(What needs to be done): Count the lines in the material below that contain the word "rough". Reply with only the number.

(Data section):
· · · · ·
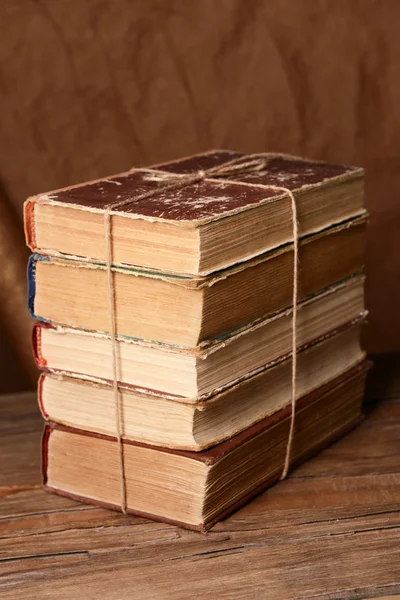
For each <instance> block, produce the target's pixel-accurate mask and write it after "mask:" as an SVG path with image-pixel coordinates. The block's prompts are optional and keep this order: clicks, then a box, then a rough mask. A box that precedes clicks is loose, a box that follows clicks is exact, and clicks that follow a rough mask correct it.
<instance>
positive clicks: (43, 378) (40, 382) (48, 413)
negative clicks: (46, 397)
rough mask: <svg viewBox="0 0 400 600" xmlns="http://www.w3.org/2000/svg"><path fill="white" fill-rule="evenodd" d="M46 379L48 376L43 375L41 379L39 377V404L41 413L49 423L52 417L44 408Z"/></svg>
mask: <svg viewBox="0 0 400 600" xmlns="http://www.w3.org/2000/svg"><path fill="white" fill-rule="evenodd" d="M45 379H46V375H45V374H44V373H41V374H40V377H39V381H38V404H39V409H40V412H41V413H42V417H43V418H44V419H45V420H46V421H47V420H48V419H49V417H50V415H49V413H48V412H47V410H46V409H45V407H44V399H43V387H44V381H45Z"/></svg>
· · · · ·
(Answer to this task): 2